___ Data for processing ___

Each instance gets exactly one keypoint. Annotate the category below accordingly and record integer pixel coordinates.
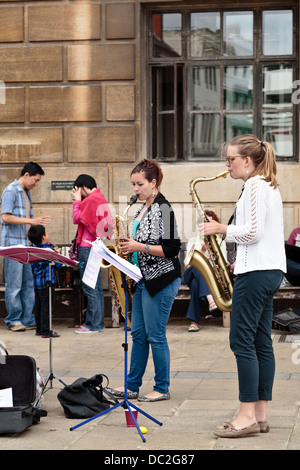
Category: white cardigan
(258, 232)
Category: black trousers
(41, 309)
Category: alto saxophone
(118, 279)
(214, 270)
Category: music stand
(125, 403)
(27, 255)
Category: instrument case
(18, 373)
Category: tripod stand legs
(126, 405)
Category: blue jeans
(250, 333)
(19, 293)
(149, 319)
(94, 319)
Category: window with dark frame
(217, 74)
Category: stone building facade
(74, 78)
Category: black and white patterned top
(158, 227)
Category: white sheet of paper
(92, 268)
(6, 400)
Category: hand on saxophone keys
(127, 245)
(212, 228)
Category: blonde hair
(262, 154)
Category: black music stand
(27, 255)
(125, 403)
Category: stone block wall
(75, 102)
(69, 71)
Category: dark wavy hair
(151, 170)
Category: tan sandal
(193, 327)
(228, 430)
(264, 426)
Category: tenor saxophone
(214, 268)
(118, 279)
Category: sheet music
(98, 252)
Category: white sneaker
(84, 330)
(17, 326)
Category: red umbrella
(30, 254)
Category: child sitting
(39, 237)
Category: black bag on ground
(287, 320)
(85, 398)
(19, 374)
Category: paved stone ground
(203, 392)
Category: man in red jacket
(92, 215)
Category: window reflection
(205, 34)
(205, 135)
(277, 86)
(205, 88)
(278, 130)
(277, 34)
(238, 87)
(238, 33)
(237, 124)
(166, 34)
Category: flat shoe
(264, 426)
(121, 394)
(165, 396)
(228, 430)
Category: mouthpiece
(133, 199)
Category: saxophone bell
(214, 270)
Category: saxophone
(214, 270)
(118, 278)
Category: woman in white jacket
(260, 263)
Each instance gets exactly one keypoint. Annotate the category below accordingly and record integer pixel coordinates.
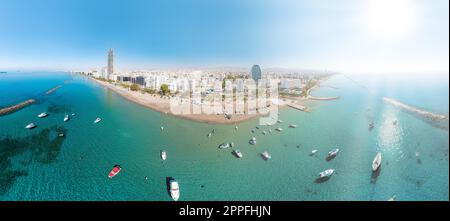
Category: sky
(346, 35)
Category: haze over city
(358, 36)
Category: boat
(376, 162)
(174, 189)
(253, 141)
(42, 115)
(30, 126)
(97, 120)
(266, 155)
(163, 155)
(224, 146)
(326, 173)
(237, 153)
(116, 169)
(333, 152)
(393, 198)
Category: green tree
(164, 89)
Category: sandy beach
(157, 103)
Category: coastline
(162, 105)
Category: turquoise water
(38, 165)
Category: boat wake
(436, 120)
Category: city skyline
(350, 36)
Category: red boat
(116, 169)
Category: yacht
(174, 189)
(30, 126)
(266, 155)
(333, 152)
(116, 169)
(376, 162)
(163, 155)
(66, 118)
(253, 141)
(42, 115)
(224, 146)
(326, 173)
(237, 153)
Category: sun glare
(389, 18)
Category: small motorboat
(376, 162)
(30, 126)
(42, 115)
(98, 119)
(266, 155)
(224, 146)
(116, 169)
(326, 173)
(163, 155)
(237, 153)
(253, 141)
(333, 153)
(174, 189)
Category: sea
(39, 165)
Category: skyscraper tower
(110, 62)
(256, 73)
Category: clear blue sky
(347, 35)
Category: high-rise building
(256, 73)
(110, 62)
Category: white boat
(42, 115)
(326, 173)
(333, 152)
(174, 189)
(163, 155)
(224, 146)
(30, 126)
(266, 155)
(237, 153)
(253, 141)
(376, 162)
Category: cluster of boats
(66, 118)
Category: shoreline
(162, 105)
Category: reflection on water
(43, 146)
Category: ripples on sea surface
(38, 165)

___

_Requirements:_ Exclude the pictures and transcribe all of the entries exactly.

_Result for this task:_
Each instance gets exactly one keypoint. Annotate the category below accordingly and record integer pixel coordinates.
Category: white cardigan
(258, 232)
Category: black trousers
(41, 309)
Category: alto saxophone
(118, 279)
(214, 270)
Category: music stand
(125, 403)
(27, 255)
Category: instrument case
(18, 373)
Category: tripod stand legs
(126, 405)
Category: blue jeans
(250, 333)
(19, 293)
(149, 319)
(94, 319)
Category: window with dark frame
(217, 74)
Category: stone building facade
(74, 78)
Category: black and white patterned top
(158, 227)
Category: white sheet of paper
(92, 268)
(6, 400)
Category: hand on saxophone keys
(127, 245)
(212, 228)
Category: blonde hair
(262, 154)
Category: black music stand
(27, 255)
(125, 403)
Category: stone block wall
(75, 102)
(69, 71)
Category: dark wavy hair
(151, 170)
Category: tan sandal
(193, 327)
(228, 430)
(264, 426)
Category: tenor saxophone
(214, 268)
(118, 279)
Category: sheet music
(98, 252)
Category: white sneaker
(84, 330)
(17, 326)
Category: red umbrella
(30, 254)
Category: child sitting
(39, 237)
Category: black bag on ground
(287, 320)
(85, 398)
(19, 374)
Category: paved stone ground
(203, 392)
Category: man in red jacket
(92, 215)
Category: window reflection
(205, 34)
(205, 135)
(277, 86)
(205, 88)
(278, 130)
(277, 34)
(238, 87)
(238, 33)
(237, 124)
(166, 34)
Category: flat shoe
(264, 426)
(121, 394)
(165, 396)
(228, 430)
Category: mouthpiece
(133, 199)
Category: saxophone bell
(214, 270)
Category: saxophone
(214, 270)
(118, 278)
Category: woman in white jacket
(260, 263)
Each instance gets exactly one keypoint. Annotate the category below accordingly and record integer pixel coordinates.
Category: sky
(346, 35)
Category: haze over city
(358, 36)
Category: boat
(376, 162)
(174, 189)
(253, 141)
(42, 115)
(30, 126)
(97, 120)
(266, 155)
(163, 155)
(224, 146)
(326, 173)
(237, 153)
(116, 169)
(333, 152)
(393, 198)
Category: green tree
(164, 89)
Category: sandy beach
(157, 103)
Category: coastline
(162, 105)
Category: turquoise water
(38, 165)
Category: boat wake
(436, 120)
Category: city skyline
(350, 36)
Category: red boat
(116, 169)
Category: yacht
(174, 189)
(30, 126)
(266, 155)
(333, 152)
(116, 169)
(376, 162)
(163, 155)
(66, 118)
(253, 141)
(42, 115)
(224, 146)
(326, 173)
(237, 153)
Category: sun glare
(389, 18)
Category: small motorboat
(376, 162)
(30, 126)
(42, 115)
(98, 119)
(266, 155)
(224, 146)
(116, 169)
(326, 173)
(163, 155)
(237, 153)
(253, 141)
(333, 153)
(174, 189)
Category: sea
(39, 165)
Category: skyscraper tower
(110, 62)
(256, 73)
Category: clear blue sky
(347, 35)
Category: high-rise building
(256, 73)
(110, 62)
Category: white boat
(42, 115)
(326, 173)
(333, 152)
(174, 189)
(163, 155)
(224, 146)
(30, 126)
(266, 155)
(237, 153)
(253, 141)
(376, 162)
Category: cluster of boats
(66, 118)
Category: shoreline
(162, 105)
Category: reflection on water
(43, 146)
Category: ripples on sea surface
(38, 165)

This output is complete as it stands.